(Point localization data)
########################################

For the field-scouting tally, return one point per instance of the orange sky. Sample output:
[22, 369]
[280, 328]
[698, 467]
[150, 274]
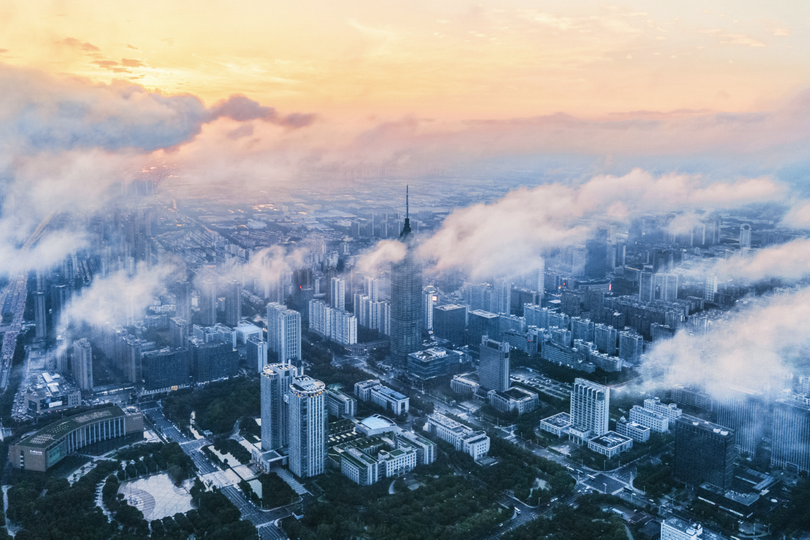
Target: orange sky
[446, 60]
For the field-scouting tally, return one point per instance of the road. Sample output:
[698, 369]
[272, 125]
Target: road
[264, 520]
[17, 289]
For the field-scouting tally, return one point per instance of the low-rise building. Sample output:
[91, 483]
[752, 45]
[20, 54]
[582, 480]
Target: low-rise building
[43, 449]
[464, 439]
[514, 399]
[466, 384]
[610, 444]
[340, 404]
[650, 419]
[556, 425]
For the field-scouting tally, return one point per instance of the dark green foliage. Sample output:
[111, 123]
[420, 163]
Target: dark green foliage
[450, 508]
[218, 406]
[588, 522]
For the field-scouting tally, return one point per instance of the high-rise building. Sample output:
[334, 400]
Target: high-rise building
[704, 452]
[283, 332]
[449, 322]
[746, 412]
[308, 417]
[82, 366]
[275, 380]
[233, 303]
[605, 338]
[493, 367]
[745, 236]
[256, 352]
[631, 346]
[790, 438]
[182, 292]
[212, 361]
[337, 294]
[501, 299]
[208, 302]
[429, 298]
[406, 299]
[590, 407]
[39, 316]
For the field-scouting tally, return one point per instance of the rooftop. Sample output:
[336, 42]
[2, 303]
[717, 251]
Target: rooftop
[53, 432]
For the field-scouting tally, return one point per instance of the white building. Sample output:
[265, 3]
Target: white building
[590, 407]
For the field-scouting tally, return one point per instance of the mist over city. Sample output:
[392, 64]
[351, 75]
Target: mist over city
[356, 270]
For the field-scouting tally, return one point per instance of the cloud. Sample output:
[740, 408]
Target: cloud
[129, 62]
[755, 345]
[513, 235]
[84, 46]
[243, 109]
[120, 298]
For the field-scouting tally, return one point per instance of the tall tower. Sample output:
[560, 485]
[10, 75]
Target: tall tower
[233, 303]
[208, 302]
[590, 407]
[276, 379]
[493, 368]
[406, 297]
[83, 364]
[338, 293]
[306, 401]
[283, 332]
[39, 315]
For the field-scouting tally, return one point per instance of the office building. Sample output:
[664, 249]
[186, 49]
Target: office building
[493, 366]
[165, 369]
[650, 419]
[50, 444]
[283, 333]
[233, 303]
[340, 404]
[745, 236]
[406, 298]
[337, 294]
[790, 433]
[429, 298]
[450, 323]
[256, 352]
[307, 417]
[479, 324]
[275, 380]
[207, 301]
[704, 452]
[82, 364]
[631, 347]
[212, 361]
[39, 316]
[674, 528]
[590, 407]
[464, 439]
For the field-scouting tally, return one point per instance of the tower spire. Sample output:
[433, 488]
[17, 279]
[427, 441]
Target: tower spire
[406, 228]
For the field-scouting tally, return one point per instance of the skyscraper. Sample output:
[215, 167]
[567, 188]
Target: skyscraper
[745, 236]
[208, 302]
[493, 367]
[704, 452]
[233, 303]
[307, 426]
[276, 379]
[82, 366]
[406, 298]
[338, 293]
[39, 316]
[283, 332]
[590, 407]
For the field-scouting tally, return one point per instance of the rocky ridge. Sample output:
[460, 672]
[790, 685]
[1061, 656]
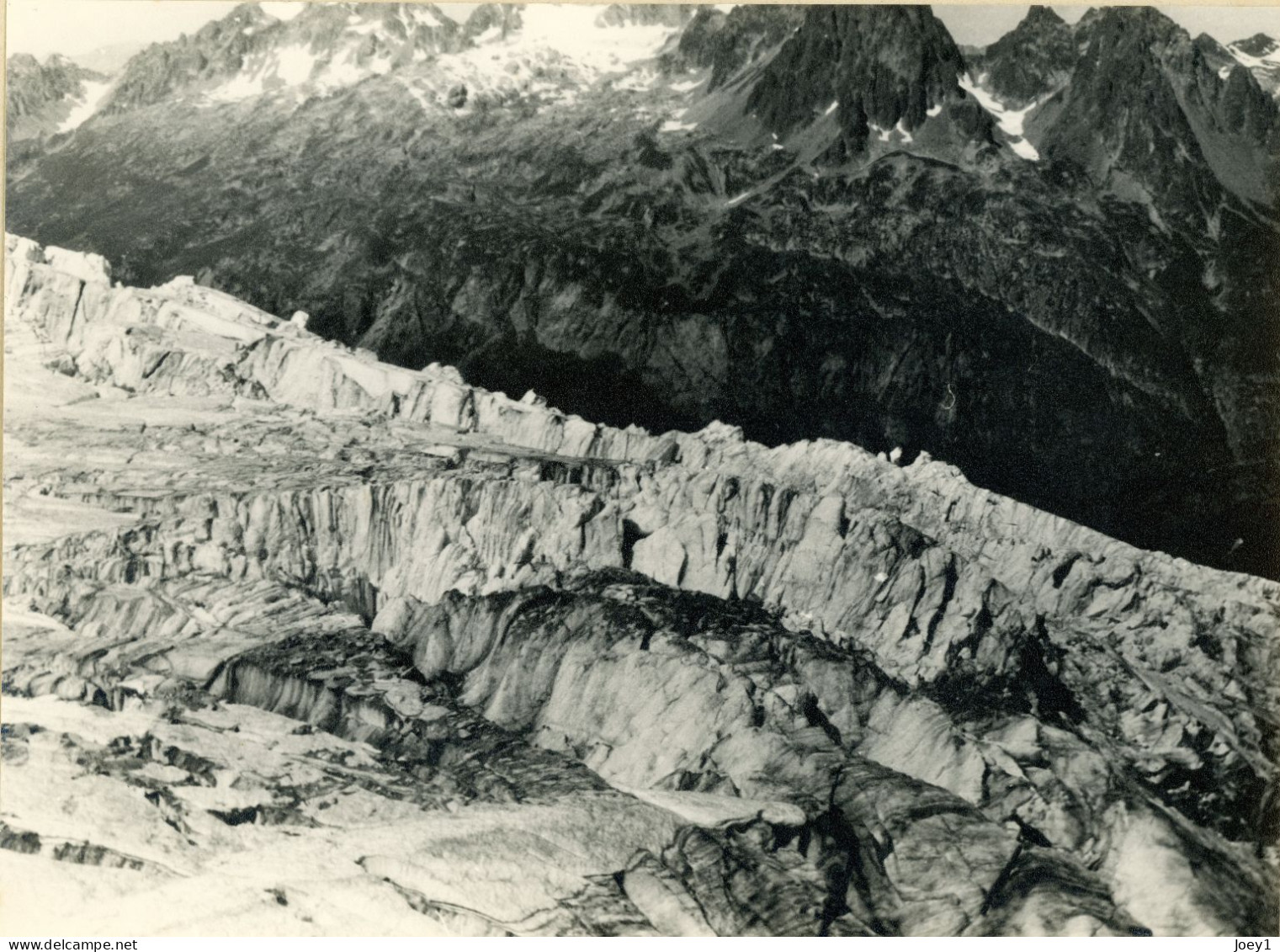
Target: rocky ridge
[273, 604]
[44, 98]
[683, 219]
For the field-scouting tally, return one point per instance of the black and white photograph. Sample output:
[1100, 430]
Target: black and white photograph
[640, 470]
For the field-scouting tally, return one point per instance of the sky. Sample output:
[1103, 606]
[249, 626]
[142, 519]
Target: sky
[76, 27]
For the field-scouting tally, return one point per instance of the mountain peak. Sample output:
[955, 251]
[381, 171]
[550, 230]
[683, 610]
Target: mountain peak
[1031, 61]
[1257, 45]
[872, 66]
[1042, 16]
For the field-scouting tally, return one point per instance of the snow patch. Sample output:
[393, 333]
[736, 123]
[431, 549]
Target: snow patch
[1010, 120]
[85, 106]
[295, 64]
[1245, 59]
[282, 10]
[1024, 149]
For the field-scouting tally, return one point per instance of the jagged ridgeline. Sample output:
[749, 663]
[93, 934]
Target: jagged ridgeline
[304, 642]
[1049, 261]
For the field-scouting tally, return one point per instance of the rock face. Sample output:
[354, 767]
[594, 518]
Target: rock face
[48, 98]
[812, 223]
[1032, 61]
[302, 642]
[1261, 56]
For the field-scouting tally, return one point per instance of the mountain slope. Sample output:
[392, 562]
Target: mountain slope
[810, 223]
[44, 98]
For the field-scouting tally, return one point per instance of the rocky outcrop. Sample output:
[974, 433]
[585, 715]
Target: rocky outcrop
[884, 66]
[44, 98]
[1031, 61]
[796, 690]
[936, 295]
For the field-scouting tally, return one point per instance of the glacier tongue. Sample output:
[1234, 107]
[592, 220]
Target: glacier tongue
[307, 612]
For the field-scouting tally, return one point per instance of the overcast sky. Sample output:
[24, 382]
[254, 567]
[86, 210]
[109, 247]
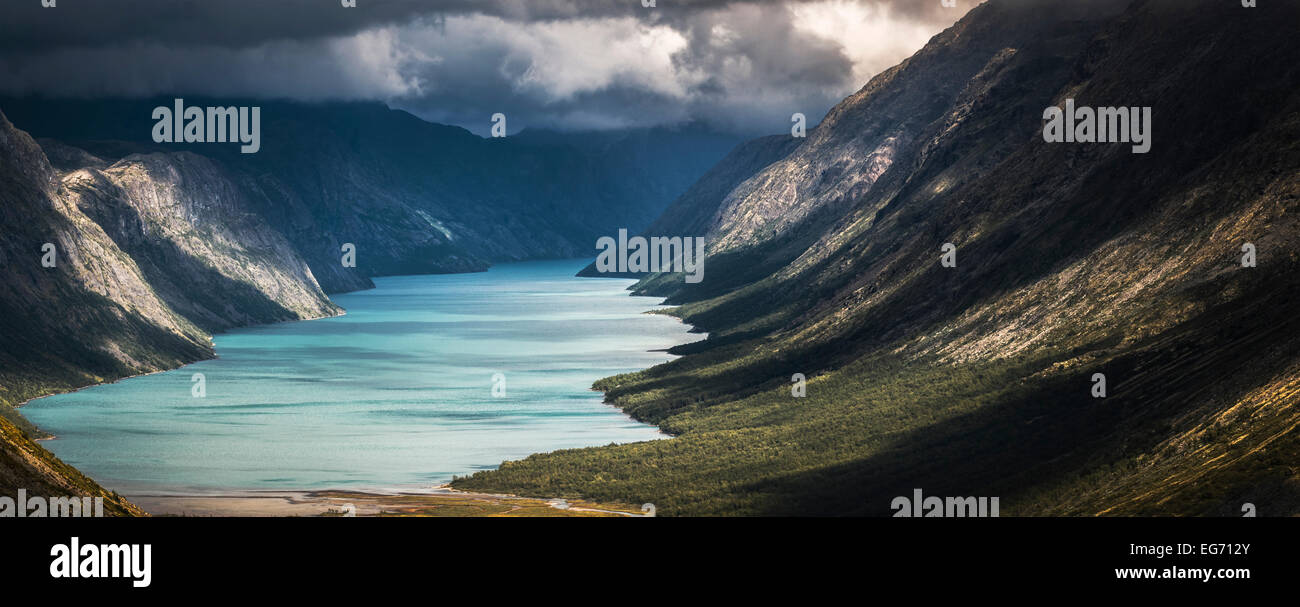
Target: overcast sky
[742, 66]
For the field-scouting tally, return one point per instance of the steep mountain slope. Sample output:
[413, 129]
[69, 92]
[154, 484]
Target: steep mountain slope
[1071, 260]
[411, 195]
[147, 255]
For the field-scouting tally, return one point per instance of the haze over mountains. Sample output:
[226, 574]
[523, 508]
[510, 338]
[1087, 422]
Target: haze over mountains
[1071, 260]
[824, 261]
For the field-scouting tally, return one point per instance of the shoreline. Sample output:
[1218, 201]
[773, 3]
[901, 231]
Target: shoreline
[371, 502]
[438, 501]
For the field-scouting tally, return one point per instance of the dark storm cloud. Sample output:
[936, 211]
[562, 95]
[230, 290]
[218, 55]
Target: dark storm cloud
[571, 64]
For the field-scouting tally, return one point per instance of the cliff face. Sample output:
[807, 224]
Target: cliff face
[1071, 260]
[190, 229]
[148, 255]
[411, 195]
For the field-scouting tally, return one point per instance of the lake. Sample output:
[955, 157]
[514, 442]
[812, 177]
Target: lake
[394, 395]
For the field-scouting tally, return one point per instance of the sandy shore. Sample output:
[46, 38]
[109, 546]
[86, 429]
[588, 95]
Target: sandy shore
[438, 502]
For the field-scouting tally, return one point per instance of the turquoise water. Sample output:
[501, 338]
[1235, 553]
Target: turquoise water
[397, 394]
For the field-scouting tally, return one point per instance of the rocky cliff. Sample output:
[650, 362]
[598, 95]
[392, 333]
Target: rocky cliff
[118, 269]
[1075, 264]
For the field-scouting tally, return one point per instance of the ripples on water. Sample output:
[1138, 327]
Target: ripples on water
[397, 394]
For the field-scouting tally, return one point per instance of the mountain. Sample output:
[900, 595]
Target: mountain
[118, 269]
[1071, 260]
[155, 247]
[412, 196]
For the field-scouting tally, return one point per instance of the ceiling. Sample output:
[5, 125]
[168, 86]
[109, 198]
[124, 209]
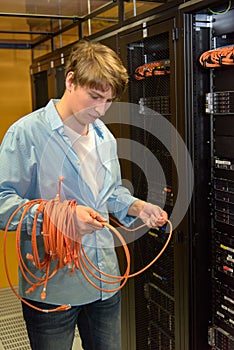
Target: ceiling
[29, 22]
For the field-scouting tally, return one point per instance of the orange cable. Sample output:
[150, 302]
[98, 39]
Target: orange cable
[66, 250]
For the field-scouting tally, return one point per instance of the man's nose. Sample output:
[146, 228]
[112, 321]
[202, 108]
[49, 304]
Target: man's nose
[101, 109]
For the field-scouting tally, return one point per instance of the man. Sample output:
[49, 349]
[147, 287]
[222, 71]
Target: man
[67, 138]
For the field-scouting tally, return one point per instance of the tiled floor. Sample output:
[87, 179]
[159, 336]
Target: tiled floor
[13, 335]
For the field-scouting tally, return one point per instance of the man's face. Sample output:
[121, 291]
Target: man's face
[88, 104]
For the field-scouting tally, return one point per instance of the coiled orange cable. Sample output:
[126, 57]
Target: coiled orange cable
[64, 245]
[217, 57]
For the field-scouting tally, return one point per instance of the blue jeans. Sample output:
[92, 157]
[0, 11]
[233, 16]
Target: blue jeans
[99, 325]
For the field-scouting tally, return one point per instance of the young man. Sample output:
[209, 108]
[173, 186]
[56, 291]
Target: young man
[66, 138]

########################################

Prompt: Repeat the lines exactly as they stand, from the opening line of the data through the line with "of the road.". Pictures stay out of the copy.

Expected answer:
For the field-scouting tally, return one point per instance of the orange sky. Sample output:
[22, 369]
[280, 328]
[698, 467]
[150, 274]
Target: orange sky
[446, 60]
For the field-scouting tally, return one point per instance of the road. Sample output:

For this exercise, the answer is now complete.